Please count the lines in the material below that include "instance". Reply with the number alone.
----- Provided entries -----
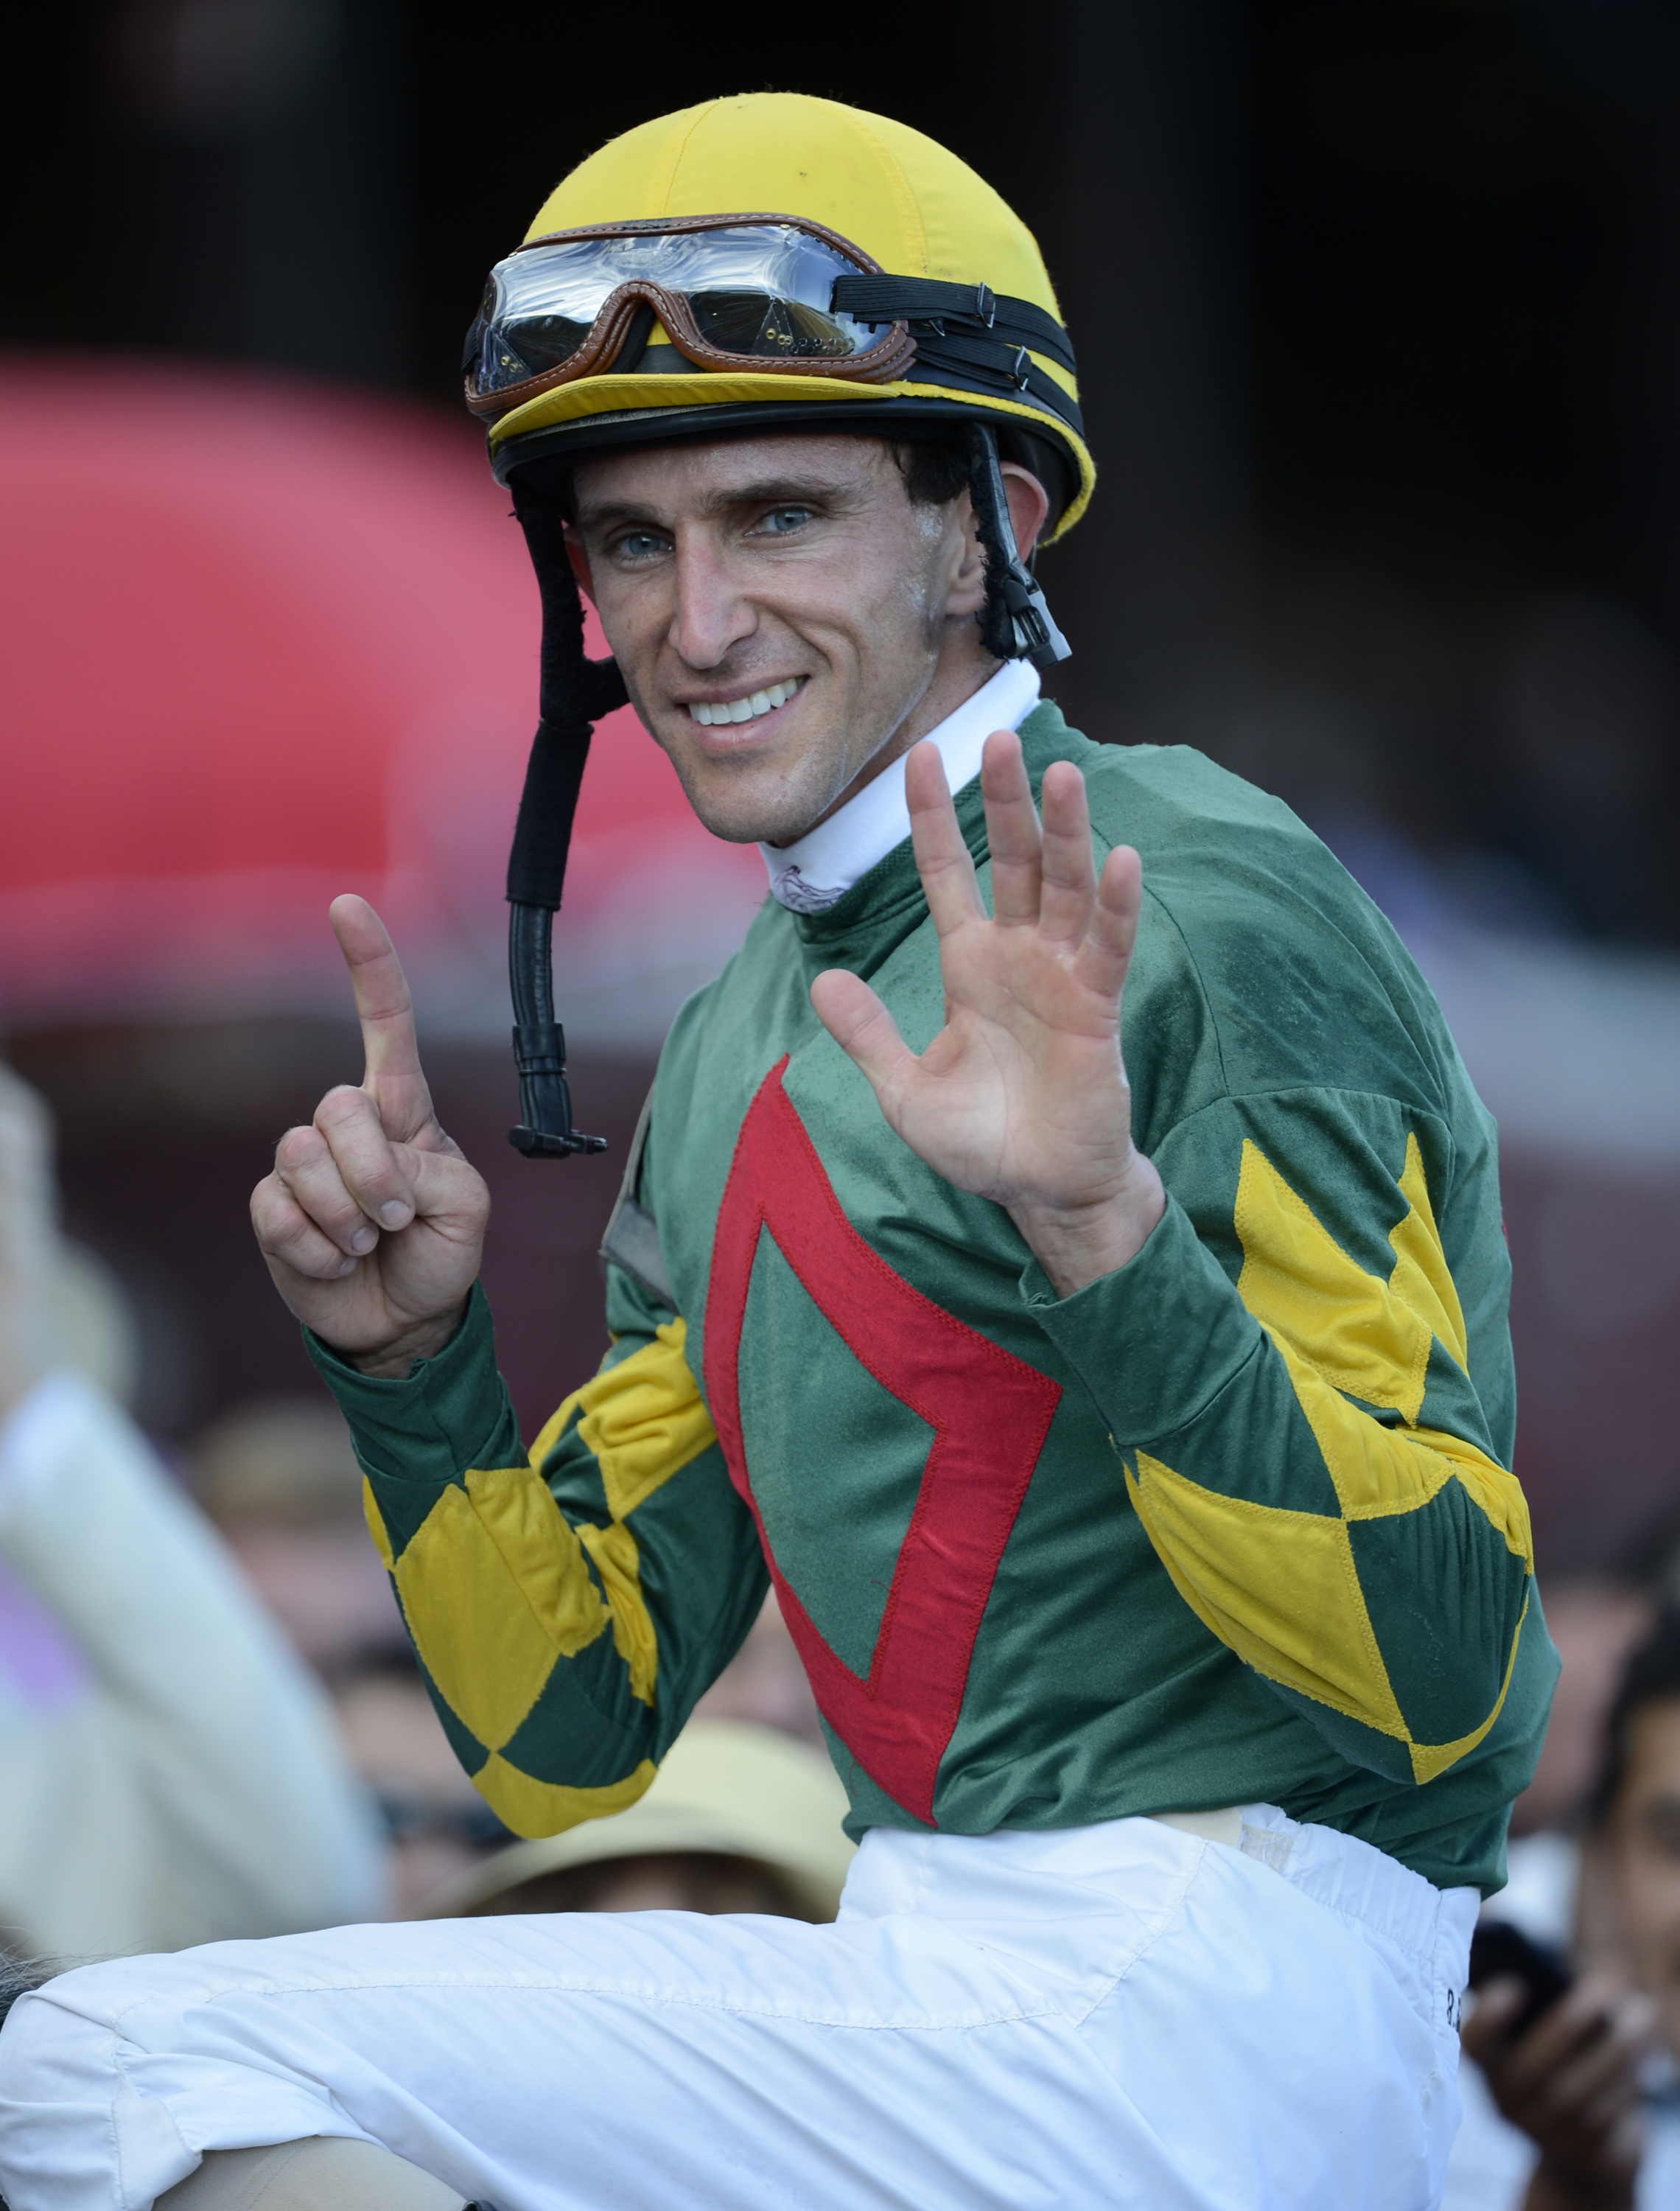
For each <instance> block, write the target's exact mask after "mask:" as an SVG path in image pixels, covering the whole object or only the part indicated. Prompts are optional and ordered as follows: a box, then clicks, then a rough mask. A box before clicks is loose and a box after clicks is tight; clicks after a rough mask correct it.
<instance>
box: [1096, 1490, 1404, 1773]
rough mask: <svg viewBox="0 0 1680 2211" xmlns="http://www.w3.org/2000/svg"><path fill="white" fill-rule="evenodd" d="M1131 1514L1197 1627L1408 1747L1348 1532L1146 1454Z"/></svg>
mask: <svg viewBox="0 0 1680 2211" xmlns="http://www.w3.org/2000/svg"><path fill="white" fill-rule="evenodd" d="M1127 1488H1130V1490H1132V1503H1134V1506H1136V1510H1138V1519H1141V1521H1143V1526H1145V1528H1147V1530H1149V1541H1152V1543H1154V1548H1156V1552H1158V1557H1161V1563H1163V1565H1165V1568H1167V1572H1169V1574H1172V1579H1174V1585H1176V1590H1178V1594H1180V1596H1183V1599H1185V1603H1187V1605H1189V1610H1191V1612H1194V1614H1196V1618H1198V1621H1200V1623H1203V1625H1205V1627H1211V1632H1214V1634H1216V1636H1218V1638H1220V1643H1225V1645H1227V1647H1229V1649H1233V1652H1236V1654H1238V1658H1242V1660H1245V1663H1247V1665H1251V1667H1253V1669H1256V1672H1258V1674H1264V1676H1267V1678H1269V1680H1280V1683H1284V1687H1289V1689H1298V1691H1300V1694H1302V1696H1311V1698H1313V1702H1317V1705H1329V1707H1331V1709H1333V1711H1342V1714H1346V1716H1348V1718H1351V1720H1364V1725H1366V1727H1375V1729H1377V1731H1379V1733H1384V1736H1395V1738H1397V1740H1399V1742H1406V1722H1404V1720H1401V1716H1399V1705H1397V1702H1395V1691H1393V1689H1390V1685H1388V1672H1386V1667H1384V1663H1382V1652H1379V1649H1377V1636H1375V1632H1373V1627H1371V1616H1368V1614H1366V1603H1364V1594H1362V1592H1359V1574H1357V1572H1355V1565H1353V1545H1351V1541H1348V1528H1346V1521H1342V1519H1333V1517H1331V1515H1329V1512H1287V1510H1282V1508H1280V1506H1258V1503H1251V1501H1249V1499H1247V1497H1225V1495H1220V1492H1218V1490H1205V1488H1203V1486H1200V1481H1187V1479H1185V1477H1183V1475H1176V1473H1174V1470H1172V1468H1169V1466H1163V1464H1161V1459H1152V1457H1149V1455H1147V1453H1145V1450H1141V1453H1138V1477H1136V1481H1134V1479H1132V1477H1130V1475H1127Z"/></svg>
-----
----- Provided entries -----
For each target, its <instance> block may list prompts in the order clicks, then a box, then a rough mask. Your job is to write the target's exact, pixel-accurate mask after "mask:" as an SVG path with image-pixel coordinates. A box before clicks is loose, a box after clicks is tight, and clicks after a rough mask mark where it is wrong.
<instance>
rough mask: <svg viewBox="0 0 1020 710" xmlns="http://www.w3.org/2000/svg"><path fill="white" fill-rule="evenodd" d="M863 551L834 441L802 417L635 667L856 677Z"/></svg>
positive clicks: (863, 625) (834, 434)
-----
### Solution below:
4